--- start of Text segment ---

1 Legal framework

1.1 Are there statutory sources of labour and employment law?

Yes. Article 123 of the Mexican Constitution outlines general principles of employment law in two main sections: one which applies to employees in general and another which applies to federal government employees. Article 123 also indicates which industries are considered to fall within the federal jurisdiction; all other industries not specifically mentioned are considered to fall within the local jurisdiction.

The Federal Labour Law is the statutory instrument through which these constitutional principles are regulated for employees in general. Although it is a federal law, it is applied by local (state) authorities regarding industry segments that are not reserved to the federal jurisdiction.

The Federal Labour Law regulates the rights and obligations of employees and employers. It also regulates procedural terms and conditions for employment disputes and governs the organisation of conciliation and arbitration boards, which are the administrative entities that resolve employment disputes.

In 2017 a constitutional amendment to Article 123 did away with conciliation and arbitration boards as an administrative entity with jurisdictional capacity, instead creating labour tribunals within the judicial branch to administer and oversee labour and employment disputes. This procedural reform is taking effect in a phased and regional manner between 2020 and 2022, with a view to ensuring that all new labour disputes are handled through labour tribunals by the end of 2022. The labour and conciliation boards will remain responsible for handling and overseeing cases presented to them until the labour tribunals have commenced operations; so we expect that cases will continue in both forums for about another 10 years, while the boards clear the backlogs of cases under their care.

Federal and local government employees are further subject to specific laws that regulate their labour relationships with the federal and local governments.

1.2 Is there a contractual system that operates in parallel, or in addition to, the statutory sources?

No. The Federal Labour Law sets out certain parameters for determining whether a labour relationship exists, regardless of the existence of a written agreement or even where a written agreement is intended to avoid the creation of a labour relationship. As long as there is subordination between two parties, with an obligation to obey or carry out orders, economic dependence and recurring payment for such services, a labour relationship is presumed, even if there is no written agreement or if there is an agreement that purports to expressly exclude a labour relationship.

1.3 Are employment contracts commonly used at all levels? If so, what types of contracts are used and how are they created? Must they be in writing must they include specific information? Are implied clauses allowed?

Yes. A contract is always presumed at any level of employment when there is a labour relationship. Article 25 of the Federal Labour Law provides a list of basic information that should be included within an employment contract. The general rule is that all contracts are of an indefinite duration; although temporary employment is allowed where the nature of the employment justifies a time constraint or where another employee is temporarily replaced. Contracts may also be time limited where they are associated with a specific project with a defined termination date.

2 Employment rights and representations

2.1 What, if any, are the rights to parental leave, at either a national or local level?

Fathers have a right to five days' paid leave from the date of delivery or adoption.

Mothers have a right to six weeks' pre-natal paid leave prior to the expected delivery date and six weeks' post-natal paid leave from the date of delivery. With a doctor's consent, a pregnant employee can transfer up to four of the six weeks' pre-natal paid leave to the post-natal paid leave period.

--- end of Text segment ---
--- start of Data entries ---

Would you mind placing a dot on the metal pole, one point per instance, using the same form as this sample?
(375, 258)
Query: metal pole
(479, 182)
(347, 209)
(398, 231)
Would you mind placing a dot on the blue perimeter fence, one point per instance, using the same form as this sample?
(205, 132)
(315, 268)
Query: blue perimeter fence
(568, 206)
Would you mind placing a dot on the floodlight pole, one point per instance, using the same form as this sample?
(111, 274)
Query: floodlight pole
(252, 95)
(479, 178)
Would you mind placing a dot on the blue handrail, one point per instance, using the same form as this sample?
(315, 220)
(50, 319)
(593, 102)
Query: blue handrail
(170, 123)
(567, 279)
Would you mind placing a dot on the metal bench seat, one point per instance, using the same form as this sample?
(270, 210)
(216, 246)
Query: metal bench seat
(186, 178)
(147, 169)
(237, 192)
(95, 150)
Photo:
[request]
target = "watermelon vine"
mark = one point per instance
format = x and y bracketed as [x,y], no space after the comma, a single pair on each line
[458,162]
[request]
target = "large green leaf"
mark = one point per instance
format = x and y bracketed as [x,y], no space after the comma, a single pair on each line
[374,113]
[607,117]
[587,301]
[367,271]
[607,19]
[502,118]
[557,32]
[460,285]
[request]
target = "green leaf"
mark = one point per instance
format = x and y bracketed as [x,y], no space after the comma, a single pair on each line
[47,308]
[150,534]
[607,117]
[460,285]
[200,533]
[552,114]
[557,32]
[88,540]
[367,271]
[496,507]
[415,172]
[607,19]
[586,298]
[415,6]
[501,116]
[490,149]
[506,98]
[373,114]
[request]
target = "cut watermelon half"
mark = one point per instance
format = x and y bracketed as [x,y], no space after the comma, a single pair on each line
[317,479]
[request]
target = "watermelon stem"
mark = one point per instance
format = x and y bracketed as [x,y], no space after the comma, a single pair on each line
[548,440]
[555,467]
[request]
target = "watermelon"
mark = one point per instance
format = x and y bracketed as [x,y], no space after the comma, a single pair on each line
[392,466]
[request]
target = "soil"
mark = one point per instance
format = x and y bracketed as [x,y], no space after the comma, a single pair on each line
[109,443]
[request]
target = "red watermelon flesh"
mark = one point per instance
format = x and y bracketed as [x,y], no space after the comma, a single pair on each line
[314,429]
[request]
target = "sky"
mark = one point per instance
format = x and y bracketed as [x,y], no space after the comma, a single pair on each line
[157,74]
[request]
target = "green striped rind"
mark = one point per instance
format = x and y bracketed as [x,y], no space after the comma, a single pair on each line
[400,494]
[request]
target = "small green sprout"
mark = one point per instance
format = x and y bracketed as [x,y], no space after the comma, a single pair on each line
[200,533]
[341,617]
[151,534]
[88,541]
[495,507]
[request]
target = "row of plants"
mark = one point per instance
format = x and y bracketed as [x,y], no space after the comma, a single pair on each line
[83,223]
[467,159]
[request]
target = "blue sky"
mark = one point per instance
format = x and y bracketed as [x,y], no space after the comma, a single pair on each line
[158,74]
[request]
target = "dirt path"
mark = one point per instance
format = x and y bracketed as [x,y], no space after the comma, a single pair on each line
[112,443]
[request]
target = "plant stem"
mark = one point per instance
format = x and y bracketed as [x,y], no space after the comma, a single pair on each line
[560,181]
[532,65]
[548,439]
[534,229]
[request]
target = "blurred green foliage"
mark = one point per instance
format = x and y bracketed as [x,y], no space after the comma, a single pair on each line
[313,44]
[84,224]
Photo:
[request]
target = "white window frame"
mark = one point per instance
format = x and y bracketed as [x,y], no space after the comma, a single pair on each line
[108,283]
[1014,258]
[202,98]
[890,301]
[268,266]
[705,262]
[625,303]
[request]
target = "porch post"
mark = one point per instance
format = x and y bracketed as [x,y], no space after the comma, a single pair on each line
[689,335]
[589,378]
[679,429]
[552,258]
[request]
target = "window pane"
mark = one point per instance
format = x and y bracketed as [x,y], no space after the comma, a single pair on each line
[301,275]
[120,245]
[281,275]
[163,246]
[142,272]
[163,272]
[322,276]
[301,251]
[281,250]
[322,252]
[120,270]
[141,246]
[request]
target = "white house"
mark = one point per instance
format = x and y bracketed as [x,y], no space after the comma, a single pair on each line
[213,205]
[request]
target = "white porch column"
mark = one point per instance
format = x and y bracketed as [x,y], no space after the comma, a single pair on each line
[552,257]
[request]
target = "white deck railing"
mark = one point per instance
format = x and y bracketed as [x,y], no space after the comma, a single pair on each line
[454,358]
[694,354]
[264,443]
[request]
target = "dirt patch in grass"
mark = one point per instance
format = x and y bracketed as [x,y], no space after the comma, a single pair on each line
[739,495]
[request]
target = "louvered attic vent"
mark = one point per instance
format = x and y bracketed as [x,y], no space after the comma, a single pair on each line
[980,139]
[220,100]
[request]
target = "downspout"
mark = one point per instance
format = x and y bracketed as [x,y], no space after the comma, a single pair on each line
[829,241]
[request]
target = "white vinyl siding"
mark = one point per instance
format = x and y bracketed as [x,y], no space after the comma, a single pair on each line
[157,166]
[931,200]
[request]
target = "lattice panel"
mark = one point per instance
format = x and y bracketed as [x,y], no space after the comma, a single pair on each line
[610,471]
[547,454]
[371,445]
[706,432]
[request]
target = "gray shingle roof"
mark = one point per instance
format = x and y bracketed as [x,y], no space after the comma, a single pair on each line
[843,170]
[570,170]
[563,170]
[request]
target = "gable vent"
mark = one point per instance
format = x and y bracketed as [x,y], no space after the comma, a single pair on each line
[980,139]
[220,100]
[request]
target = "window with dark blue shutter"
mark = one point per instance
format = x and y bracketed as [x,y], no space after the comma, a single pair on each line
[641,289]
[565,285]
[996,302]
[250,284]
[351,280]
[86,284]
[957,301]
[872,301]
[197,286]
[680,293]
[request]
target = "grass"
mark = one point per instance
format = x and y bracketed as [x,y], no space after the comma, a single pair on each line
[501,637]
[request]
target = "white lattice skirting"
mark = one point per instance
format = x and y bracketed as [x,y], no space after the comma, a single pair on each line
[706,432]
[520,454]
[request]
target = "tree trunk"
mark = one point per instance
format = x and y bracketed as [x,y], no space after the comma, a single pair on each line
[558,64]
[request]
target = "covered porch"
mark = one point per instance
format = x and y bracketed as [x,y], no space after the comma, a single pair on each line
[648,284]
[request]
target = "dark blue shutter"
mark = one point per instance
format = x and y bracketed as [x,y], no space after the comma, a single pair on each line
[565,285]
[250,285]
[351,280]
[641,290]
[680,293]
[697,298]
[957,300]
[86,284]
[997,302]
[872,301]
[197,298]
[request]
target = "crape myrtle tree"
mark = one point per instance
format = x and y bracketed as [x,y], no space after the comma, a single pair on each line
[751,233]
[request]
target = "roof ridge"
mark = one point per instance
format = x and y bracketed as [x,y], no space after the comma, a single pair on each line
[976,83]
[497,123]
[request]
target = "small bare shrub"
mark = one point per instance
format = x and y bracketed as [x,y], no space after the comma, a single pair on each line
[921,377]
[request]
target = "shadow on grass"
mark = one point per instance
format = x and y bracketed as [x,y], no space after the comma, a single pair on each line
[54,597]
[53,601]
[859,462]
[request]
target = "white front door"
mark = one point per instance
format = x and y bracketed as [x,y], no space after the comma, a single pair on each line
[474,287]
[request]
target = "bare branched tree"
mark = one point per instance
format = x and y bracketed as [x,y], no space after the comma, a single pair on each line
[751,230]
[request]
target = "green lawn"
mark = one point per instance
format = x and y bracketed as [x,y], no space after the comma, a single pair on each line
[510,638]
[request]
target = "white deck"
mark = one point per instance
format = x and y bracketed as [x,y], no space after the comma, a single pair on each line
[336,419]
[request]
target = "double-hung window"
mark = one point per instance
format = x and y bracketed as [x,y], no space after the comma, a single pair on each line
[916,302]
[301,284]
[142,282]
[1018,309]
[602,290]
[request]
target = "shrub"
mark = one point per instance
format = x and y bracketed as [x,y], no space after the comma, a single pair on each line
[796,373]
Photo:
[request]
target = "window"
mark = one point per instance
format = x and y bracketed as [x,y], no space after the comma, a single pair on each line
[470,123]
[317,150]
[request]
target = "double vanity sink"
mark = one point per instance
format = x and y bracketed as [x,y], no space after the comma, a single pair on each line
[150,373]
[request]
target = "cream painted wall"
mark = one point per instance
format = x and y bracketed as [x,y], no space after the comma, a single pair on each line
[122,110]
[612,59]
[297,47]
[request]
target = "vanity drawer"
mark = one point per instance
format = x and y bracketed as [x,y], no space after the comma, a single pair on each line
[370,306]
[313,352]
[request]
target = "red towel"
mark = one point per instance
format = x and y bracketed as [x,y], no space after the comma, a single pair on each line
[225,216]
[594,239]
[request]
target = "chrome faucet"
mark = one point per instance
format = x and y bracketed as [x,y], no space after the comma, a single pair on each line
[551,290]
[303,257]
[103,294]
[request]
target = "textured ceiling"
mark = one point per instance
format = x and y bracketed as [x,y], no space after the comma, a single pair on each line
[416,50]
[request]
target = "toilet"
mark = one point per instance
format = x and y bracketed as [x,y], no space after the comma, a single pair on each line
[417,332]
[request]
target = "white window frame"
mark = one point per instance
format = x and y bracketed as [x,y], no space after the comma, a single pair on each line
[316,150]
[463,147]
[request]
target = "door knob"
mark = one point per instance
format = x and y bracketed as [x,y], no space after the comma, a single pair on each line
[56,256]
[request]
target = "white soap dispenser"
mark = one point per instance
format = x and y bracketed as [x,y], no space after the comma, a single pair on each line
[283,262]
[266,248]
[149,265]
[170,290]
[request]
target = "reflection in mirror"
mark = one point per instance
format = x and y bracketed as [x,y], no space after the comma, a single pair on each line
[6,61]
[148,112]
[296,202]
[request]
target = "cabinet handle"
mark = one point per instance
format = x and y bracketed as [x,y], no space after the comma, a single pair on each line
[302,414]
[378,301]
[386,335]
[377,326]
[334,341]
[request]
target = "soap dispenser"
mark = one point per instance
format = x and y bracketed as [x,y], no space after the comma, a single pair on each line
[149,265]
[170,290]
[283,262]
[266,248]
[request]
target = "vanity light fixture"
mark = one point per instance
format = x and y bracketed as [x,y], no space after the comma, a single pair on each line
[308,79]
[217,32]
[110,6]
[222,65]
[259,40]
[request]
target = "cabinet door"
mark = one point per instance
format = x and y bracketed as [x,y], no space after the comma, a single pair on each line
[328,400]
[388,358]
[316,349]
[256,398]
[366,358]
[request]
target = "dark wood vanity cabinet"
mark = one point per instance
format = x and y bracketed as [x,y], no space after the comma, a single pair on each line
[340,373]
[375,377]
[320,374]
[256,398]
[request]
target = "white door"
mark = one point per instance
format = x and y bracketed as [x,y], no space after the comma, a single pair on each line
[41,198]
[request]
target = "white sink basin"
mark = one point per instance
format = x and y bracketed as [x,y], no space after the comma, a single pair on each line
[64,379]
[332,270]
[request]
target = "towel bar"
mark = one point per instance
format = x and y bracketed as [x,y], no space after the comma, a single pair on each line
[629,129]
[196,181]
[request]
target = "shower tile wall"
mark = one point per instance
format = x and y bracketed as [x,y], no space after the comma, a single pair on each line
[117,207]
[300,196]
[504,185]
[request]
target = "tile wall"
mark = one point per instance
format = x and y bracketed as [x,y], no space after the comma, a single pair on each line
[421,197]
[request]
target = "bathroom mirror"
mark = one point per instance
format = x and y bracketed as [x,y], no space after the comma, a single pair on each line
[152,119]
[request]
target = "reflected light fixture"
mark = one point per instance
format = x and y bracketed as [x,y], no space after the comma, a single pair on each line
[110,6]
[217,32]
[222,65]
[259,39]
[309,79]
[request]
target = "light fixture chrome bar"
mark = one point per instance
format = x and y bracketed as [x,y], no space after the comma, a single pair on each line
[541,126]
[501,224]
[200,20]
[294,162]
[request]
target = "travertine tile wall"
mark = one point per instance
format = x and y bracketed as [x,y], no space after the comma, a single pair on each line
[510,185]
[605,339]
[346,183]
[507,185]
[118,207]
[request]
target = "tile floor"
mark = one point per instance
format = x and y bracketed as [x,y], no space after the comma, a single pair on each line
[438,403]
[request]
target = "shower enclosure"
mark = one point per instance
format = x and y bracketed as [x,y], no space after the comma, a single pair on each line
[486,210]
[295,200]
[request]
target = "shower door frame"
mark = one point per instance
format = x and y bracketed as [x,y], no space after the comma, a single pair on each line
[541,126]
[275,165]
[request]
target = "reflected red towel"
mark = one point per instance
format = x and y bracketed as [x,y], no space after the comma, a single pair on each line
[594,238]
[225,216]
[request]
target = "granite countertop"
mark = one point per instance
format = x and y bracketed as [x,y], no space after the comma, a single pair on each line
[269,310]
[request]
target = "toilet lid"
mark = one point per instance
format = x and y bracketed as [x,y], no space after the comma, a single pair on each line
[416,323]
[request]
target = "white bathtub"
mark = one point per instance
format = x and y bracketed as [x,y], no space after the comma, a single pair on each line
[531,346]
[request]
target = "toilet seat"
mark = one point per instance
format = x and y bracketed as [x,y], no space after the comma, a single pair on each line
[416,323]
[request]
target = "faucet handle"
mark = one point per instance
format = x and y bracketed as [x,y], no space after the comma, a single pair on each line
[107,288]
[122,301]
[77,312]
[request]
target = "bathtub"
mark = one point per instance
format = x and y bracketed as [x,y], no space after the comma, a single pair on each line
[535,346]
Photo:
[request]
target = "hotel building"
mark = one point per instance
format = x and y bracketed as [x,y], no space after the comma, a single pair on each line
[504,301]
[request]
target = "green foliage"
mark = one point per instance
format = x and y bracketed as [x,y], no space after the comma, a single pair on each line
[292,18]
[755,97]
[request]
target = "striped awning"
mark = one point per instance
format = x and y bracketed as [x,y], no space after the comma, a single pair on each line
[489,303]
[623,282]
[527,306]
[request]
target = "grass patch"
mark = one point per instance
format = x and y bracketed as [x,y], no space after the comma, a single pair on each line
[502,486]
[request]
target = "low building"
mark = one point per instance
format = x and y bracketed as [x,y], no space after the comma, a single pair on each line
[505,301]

--- end of Data entries ---

Tasks for this exercise
• 1. Translate this sentence from the Mexican employment law text into Spanish: "Federal and local government employees are further subject to specific laws that regulate their labour relationships with the federal and local governments."
• 2. List every calendar year mentioned in the Mexican employment law text.
• 3. Pick up the Mexican employment law text after its last sentence and continue writing it.

Answers to the exercise
• 1. Los empleados del gobierno federal y de los gobiernos locales están sujetos, además, a leyes específicas que regulan sus relaciones laborales con el gobierno federal y los gobiernos locales.

• 2. 2017, 2020, 2022

• 3.
Paid leave income is subsidised by Social Security, as long as the employee signed up to Social Security at least a year prior to pregnancy.

In case of adoption, adoptive mothers can enjoy up to six weeks of paid leave from the date of adoption.

During pregnancy, employees benefit from a special mantle of protection. It is prohibited for pregnant women to perform physical labour that requires effort such as lifting, pushing or pulling weight, or that could entail any risk.

2.2 How long does it last and what benefits are given during this time?

See question 2.1

2.3 Are trade unions recognised and what rights do they have?

Yes. Unions are recognised as rightful associations that are protected by the inalienable right of employees to legally assemble. Unions have the right to represent employees in collective bargaining with employers and to represent employees in claims made to the employer.

Unions have special legal standing, given that they are associations with their origin and legal framework within the labour statutes. They need not be constituted through incorporation, as per mercantile or civil regulation. If a union has received a certificate of inscription in the federal or local registry, it acquires legal standing to own property, open bank accounts and act on behalf of registered employees.

2.4 How are data protection rules applied in the workforce and how does this affect employees' privacy rights?

A special federal statute which protects personal information has general application throughout Mexico whenever anyone handles personal information of any other person. As best practice, employment contracts should include a provision on consent to store and handle employees' personal information; though, strictly speaking, the Personal Information Statute excludes special requirements such as a privacy notice or even written consent where the acquisition of personal information is a prerequisite under law within the labour relationship and is necessary for the employer to comply with its legal obligations.

2.5 Are contingent worker arrangements specifically regulated?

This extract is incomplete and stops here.